## Directions for this task
Retype the rows below character for character, starting at the line that contains "of the open" and stopping after the line that contains "<point>193,204</point>".
——————
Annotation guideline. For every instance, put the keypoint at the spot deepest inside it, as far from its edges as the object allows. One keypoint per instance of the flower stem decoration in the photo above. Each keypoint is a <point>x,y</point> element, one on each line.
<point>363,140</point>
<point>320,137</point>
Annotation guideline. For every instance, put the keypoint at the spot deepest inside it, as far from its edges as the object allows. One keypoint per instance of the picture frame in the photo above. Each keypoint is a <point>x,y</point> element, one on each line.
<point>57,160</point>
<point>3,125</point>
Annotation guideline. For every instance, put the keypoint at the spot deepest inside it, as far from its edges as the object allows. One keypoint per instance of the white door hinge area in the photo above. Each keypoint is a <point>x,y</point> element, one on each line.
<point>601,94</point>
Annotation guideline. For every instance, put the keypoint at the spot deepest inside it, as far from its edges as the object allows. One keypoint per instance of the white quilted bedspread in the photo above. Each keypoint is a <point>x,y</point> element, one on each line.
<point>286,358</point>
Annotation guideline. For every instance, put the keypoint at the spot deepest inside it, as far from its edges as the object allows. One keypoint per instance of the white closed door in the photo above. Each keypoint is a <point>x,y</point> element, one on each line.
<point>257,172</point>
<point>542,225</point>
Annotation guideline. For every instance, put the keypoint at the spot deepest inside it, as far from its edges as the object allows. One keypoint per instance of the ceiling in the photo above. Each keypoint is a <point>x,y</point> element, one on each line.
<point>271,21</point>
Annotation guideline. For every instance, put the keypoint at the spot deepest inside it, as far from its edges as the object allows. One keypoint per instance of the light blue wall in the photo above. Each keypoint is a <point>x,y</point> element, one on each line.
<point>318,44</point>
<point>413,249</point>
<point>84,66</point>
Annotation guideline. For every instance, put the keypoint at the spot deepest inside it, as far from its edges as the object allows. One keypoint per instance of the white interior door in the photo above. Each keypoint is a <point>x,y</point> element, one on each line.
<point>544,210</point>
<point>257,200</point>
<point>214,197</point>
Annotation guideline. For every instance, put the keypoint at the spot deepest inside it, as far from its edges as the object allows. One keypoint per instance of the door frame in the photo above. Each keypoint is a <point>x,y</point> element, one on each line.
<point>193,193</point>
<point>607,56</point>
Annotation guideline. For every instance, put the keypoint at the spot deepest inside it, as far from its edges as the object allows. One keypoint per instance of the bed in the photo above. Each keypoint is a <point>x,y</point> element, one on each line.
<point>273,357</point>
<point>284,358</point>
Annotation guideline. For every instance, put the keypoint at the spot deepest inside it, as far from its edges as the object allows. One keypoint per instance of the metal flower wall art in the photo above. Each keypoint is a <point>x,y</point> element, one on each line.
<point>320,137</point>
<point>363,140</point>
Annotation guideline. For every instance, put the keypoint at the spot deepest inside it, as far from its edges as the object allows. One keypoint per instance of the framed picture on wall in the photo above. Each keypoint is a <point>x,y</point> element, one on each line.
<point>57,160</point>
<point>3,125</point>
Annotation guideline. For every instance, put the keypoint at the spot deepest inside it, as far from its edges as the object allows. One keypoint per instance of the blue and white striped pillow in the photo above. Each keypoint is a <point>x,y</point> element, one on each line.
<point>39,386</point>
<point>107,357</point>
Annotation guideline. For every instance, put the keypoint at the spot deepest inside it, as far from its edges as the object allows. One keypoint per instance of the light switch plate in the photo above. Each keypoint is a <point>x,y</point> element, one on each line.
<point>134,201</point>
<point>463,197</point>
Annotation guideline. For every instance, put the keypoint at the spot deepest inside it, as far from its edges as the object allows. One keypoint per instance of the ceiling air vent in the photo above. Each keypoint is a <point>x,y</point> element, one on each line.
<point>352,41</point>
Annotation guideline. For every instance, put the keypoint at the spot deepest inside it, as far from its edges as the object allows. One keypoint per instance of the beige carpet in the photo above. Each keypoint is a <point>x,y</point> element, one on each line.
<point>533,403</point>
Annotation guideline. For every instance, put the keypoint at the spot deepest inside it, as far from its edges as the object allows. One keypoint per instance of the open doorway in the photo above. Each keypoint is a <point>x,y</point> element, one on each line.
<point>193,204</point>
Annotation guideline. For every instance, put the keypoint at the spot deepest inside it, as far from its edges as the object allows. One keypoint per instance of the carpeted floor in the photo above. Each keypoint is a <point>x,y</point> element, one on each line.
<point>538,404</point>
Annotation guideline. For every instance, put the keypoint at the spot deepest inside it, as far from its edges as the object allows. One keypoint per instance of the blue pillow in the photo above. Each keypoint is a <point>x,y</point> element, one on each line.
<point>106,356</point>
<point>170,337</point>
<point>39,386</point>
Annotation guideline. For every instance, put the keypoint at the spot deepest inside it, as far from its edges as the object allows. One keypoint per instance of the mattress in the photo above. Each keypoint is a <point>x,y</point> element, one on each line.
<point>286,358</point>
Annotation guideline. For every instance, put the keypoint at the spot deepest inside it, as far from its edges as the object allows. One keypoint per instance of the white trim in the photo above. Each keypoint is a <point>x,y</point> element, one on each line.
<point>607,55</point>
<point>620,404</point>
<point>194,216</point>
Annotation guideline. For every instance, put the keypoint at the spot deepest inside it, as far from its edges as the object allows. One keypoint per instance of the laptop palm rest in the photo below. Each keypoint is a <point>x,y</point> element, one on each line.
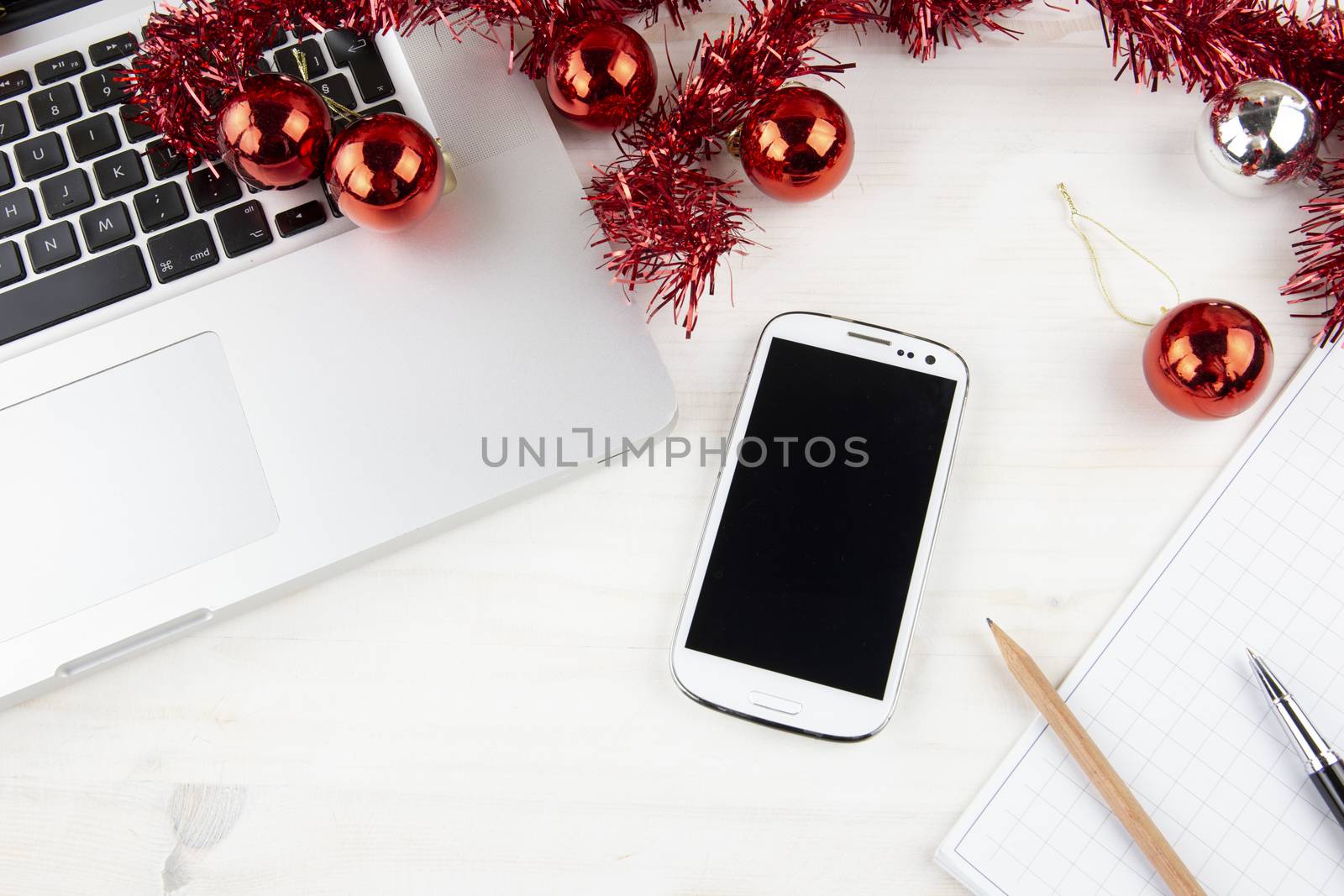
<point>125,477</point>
——————
## Solution below
Annotation guideline. For every instance, put the keypoint at the spot deepest inside it, as far from its edges as the object allows. One keypoint per instance of the open doorway in the photo above. Each keypoint is a <point>x,y</point> element, one on each line.
<point>193,204</point>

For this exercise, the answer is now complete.